===== Selected extract =====

Palaeontology is the study of life on earth in the past as based on fossils. Fossils are the remains of animals, plants, single-celled living things, bacteria, and fungi that are replaced rock materials, and impressions of the same are preserved in rocks. Palaeontology studies all the aspects of the biology of ancient life through fossils: the evolutionary patterns, shapes, and size, their taxonomic relationship with the modern living species and with each other, geographic distribution. Palaeontology has played an important role in providing evidence to support the theory of evolution and has helped reconstruct Earth’s history. Palaeontological studies have helped geologists to locate deposits of natural gas and oil which is an important part of life on Earth now.
History of Palaeontology
- In the early age of civilization, humans considered fossils as something related or proof to religious purposes, mythical creatures, or were considered as the works of the devil. Though some scientists in these civilizations understood what fossils were. Xenophanes, who was a philosopher and biologist, reasoned that the land was once underwater and was the floor of the ocean because he discovered seashells on land.
- In the 1700s, the proper science of palaeontology started and was known as the Age of Reason. Leonardo Da Vinci used ichnofossils to make the connection between the main branches of palaeontology, and various other contributions to the field.
- In the 18th century, Georges Cuvier proved that animals can get extinct too. After studying the fossils he discovered fossils of animals that did not represent any of the animals hence leading to the development of palaeontology. Geology was developed because of the increasing knowledge of the fossil record.
- With the increase of museums and geologic societies, palaeontological and geological activity became organized in the first half of the nineteenth century. There was an increase in fossil specialists and geologists in the nineteenth century.
- Charles Darwin published him The Origin of Species which shifted the focus of palaeontology to learning evolution theory and evolutionary paths.
Palaeontology and the Subdisciplines
A subdiscipline is the study of a specialised field inside a broader subject, the field of palaeontology has many subdisciplines.
- Vertebrate palaeontology – it is the study of animals with a backbone or the vertebrae, palaeontology of vertebrate subdiscipline has reconstructed the skeletons out of the discovered fossils such as turtles, cats, dinosaurs and many animals, which gives them insight on how they survived and their evolution.
- Invertebrate palaeontology – is the study of animals without backbones or the vertebrates such as corals, crabs, sponges, mollusks. Though the invertebrates don’t have bones they still leave some evidence like fossilized exoskeletons and shells and the impressions of other body parts.
- Paleobotany palaeontology – it is the study of the fossils of ancient plants, the fossils are usually impressions of the parts of plants like seeds and leaves or plants left on rock surfaces. The plant fossils help in the understanding of the evolution of plants and their diversity. It also helps in understanding the environments and climates in ancient times.
- Micropalaeontology – is the study of fossils of microscopic organisms like algae, pollens, protists. To study microfossils, palaeontologists use powerful electron microscopes.
Palaeontology and its relevance in today’s world
- Climate change – palaeontology gathers a lot of information about climate change, it helps us in better understanding how climate change will affect the organisms of the world.
- Palaeontology provides a base for other streams of science – palaeontology assists science streams like evolution, climatology, and ecology.
- The exploitation of species by humans – Palaeontology helps us understand how the exploited species used to interact in the environment they lived in.
- As palaeontology is the basis of science and has importance in biology, palaeontologists teach anatomy to science students.
- Fossils are an important part of palaeontology, fossils help in tracking oil discoveries.
- Palaeontology aids to track changes to the ecosystems, it also helps us in understanding what exact elements are bringing change in the ecosystem and what is leading to those changes.

=====

• [Aim of the task]:
Write out, word for word, the part of the text about the study of fossils that opens with the words containing "Palaeontology and the" and closes with "has many subdisciplines.". The lines that come after this text are separate material with no connection to it.

===== Data extracts =====

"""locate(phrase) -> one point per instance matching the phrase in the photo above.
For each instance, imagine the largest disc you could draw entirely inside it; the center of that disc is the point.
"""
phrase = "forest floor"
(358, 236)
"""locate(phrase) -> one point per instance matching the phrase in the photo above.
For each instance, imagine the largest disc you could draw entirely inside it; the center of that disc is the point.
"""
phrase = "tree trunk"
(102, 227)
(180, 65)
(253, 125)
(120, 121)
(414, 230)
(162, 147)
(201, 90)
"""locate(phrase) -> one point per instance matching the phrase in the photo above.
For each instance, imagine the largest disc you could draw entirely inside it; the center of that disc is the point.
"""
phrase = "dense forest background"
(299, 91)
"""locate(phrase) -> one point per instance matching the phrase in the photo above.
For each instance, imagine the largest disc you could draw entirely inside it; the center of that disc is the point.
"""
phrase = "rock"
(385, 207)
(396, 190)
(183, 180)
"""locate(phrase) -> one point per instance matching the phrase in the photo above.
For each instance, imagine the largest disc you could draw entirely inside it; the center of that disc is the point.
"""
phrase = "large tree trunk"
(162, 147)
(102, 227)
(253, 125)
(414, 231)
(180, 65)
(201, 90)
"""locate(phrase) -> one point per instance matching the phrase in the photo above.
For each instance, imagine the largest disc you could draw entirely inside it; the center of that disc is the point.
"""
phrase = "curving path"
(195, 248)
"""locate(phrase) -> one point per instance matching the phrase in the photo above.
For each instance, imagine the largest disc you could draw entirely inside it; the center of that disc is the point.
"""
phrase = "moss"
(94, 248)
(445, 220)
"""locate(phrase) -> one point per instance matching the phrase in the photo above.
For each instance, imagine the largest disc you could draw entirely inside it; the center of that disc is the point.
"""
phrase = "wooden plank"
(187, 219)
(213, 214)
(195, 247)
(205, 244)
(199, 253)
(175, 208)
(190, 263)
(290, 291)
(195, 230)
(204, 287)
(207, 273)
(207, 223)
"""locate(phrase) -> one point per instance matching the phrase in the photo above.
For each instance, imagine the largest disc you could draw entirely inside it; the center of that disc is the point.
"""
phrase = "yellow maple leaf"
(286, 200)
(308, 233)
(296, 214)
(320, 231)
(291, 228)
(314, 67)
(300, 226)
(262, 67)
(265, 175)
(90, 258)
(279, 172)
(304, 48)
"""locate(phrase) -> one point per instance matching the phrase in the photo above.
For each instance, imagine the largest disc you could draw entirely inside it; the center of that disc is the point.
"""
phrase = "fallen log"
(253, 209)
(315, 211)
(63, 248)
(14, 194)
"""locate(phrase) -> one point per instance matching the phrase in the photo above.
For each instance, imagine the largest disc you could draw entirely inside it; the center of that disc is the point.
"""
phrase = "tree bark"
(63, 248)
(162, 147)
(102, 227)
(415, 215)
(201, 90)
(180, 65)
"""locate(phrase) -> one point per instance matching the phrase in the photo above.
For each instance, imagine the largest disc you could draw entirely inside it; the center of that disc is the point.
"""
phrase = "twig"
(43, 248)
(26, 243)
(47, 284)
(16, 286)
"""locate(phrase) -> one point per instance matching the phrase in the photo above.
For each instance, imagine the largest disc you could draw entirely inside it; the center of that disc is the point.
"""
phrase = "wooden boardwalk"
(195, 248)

=====
===== Data extracts =====

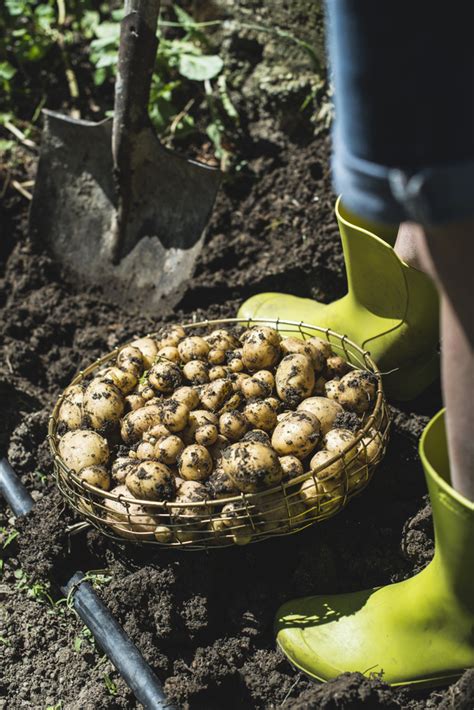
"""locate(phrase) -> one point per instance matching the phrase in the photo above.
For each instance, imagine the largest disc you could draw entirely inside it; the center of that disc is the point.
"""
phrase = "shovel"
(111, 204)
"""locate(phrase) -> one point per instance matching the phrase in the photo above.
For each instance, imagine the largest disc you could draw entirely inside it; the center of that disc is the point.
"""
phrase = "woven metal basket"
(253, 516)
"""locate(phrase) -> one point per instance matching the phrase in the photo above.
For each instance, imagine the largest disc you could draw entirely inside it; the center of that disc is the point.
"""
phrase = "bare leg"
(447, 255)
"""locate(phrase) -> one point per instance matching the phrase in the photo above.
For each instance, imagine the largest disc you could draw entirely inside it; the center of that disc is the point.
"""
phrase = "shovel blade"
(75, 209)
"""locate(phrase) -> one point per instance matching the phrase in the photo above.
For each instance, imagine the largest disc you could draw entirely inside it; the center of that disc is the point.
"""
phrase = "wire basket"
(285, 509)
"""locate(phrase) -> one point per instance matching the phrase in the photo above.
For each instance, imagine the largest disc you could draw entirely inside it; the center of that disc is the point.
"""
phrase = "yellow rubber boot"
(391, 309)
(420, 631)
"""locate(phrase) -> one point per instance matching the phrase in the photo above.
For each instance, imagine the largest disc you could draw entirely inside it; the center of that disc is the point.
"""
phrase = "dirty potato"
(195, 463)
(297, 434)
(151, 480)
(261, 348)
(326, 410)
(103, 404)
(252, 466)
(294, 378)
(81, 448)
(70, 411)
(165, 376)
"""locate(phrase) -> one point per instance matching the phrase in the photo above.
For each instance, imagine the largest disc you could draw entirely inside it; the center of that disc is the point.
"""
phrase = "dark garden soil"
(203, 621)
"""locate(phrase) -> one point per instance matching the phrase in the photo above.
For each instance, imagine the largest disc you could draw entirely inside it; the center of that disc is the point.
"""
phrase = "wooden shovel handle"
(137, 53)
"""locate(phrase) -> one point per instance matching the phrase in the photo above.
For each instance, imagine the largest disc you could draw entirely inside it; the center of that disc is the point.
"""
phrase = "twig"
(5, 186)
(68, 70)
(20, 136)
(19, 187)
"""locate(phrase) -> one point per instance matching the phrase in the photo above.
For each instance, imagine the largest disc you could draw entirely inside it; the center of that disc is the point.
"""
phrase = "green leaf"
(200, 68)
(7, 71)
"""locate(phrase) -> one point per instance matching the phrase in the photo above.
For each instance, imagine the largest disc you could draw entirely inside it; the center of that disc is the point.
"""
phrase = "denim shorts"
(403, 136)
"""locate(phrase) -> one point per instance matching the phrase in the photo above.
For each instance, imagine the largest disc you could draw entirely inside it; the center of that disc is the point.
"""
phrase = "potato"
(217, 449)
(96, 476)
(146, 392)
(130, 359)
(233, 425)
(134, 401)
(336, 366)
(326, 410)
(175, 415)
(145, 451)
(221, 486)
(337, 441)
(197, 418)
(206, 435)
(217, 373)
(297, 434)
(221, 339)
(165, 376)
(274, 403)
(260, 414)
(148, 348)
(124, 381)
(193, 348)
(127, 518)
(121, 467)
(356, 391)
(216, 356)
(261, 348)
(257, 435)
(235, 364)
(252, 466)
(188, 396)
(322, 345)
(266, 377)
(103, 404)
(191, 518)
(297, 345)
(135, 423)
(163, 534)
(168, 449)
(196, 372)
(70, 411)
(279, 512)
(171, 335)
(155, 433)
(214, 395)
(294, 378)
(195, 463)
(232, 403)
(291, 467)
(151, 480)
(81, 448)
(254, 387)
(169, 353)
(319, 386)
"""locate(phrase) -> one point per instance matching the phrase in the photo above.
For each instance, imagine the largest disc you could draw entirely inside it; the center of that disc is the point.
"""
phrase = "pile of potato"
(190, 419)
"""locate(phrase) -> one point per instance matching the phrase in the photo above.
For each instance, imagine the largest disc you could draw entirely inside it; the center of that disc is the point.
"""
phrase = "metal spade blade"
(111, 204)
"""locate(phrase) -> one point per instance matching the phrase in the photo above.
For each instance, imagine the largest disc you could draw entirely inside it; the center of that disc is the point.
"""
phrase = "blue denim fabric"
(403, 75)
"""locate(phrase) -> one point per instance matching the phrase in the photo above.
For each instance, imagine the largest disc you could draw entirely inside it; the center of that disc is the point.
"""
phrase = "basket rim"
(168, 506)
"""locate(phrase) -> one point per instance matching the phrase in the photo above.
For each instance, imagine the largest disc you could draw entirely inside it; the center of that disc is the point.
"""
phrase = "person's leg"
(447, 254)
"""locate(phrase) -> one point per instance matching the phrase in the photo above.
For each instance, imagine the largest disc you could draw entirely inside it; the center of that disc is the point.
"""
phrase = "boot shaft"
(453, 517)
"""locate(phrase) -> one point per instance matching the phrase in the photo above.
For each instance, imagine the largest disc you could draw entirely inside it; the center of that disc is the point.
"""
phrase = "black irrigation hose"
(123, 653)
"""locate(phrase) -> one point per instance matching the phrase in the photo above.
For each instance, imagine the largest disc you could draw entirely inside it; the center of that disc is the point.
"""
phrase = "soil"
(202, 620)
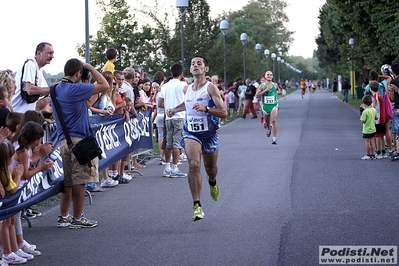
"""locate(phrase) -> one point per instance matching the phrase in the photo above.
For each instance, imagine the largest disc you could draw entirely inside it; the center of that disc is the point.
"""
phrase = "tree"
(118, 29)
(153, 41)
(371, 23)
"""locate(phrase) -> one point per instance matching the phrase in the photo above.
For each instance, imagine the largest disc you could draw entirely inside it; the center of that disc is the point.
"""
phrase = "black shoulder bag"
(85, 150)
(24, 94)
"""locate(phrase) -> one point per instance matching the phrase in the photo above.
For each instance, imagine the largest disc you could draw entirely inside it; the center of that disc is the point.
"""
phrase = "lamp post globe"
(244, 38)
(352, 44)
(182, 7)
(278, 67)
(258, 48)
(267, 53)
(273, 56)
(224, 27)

=====
===== Data extracts =====

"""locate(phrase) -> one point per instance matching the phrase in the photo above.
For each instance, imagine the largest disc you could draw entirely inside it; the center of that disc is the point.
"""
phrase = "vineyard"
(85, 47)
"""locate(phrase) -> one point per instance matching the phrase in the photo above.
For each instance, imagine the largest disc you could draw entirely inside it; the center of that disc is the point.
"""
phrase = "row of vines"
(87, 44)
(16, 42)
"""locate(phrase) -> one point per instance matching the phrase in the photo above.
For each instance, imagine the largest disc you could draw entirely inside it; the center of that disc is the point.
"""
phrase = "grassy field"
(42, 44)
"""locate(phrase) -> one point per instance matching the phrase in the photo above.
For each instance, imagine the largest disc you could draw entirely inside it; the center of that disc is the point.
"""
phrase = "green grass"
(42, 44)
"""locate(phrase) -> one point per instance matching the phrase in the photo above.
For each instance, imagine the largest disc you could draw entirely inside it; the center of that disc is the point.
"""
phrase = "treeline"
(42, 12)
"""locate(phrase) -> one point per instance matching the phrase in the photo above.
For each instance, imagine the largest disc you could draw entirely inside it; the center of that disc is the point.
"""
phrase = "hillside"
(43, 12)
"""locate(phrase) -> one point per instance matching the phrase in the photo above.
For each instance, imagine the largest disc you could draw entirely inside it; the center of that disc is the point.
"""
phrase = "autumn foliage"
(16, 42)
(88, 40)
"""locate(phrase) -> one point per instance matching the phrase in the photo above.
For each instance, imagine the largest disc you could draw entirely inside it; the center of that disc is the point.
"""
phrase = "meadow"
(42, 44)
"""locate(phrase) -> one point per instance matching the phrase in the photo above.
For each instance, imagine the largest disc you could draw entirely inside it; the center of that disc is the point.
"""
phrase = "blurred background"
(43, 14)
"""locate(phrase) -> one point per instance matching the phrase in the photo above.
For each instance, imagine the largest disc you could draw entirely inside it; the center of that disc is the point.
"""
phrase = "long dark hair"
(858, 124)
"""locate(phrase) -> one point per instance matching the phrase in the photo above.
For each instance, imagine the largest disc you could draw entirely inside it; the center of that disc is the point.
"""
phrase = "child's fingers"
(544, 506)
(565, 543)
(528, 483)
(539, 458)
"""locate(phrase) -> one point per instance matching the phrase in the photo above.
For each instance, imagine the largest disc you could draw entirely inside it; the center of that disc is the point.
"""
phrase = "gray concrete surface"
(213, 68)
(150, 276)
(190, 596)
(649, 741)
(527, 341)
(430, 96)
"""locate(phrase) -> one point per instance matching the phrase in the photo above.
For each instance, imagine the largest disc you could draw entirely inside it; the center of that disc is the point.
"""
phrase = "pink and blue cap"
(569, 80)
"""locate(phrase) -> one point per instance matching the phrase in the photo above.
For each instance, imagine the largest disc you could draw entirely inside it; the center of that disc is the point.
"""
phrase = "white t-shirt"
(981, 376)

=====

• [Result for this task]:
Palaeontology and the Subdisciplines
A subdiscipline is the study of a specialised field inside a broader subject, the field of palaeontology has many subdisciplines.